_INSTRUCTIONS FOR THE TASK_
Translate this sentence from the blue-crowned conure text into Spanish: "The attendant let him out; he stepped onto her hand without hesitation, clicked his approval, and pooped."

--- START SOURCE EXTRACT ---

Blue-Crowned Conures, Aratinga Acuticaudata – what are these medium-sized conures really like as pets, and what are the pros and cons of owning one? Today, guest blogger and Dragon-tamer (er, I mean, conure owner!) Jennie Huntoon explores these questions in an effort to help new owners figure out if a blue-crowned conure might really be the parrot for them.
As ever, the aim of this ongoing guest series is to provide real owners’ stories about life with specific kinds of birds (in this case, blue-crowns). If you would also like to be a part, feel free to get in contact! Students with Birds always welcomes submissions.
And without further ado, here are Jennie and Dragon…!
Our journey begins on the day before Thanksgiving, 2006, with a girl of eighteen and a blue-crown conure of six months. It was love at ﬁrst sight, through the glass of an avian complex at a Petco in Maryland, as the bird tried to step up through the glass onto her ﬁnger. The attendant let him out; he stepped onto her hand without hesitation, clicked his approval, and pooped.
Fast forward a little over seven years, seven hundred miles, and eighty million poops (a conservative estimate) to the present day, where the girl and the bird are still just as inseparable as the day they met.
Ladies and gentlemen of the internet, please allow me to introduce you to Dragon!
And, well, myself, I suppose. But you donʼt come to this blog to learn about not-quite-twenty-six-year-old composers, or graduate students in the music department at Eastern Illinois University.
Jennie Huntoon, at your service.

--- END SOURCE EXTRACT ---
--- START SUPPLIED INFORMATION ---

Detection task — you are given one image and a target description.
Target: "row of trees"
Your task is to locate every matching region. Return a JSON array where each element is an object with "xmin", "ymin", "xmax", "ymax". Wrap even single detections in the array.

--- END SUPPLIED INFORMATION ---

_TASK OUTPUT_
La persona que atendía lo dejó salir; él se subió a la mano de ella sin vacilar, chasqueó en señal de aprobación e hizo caca.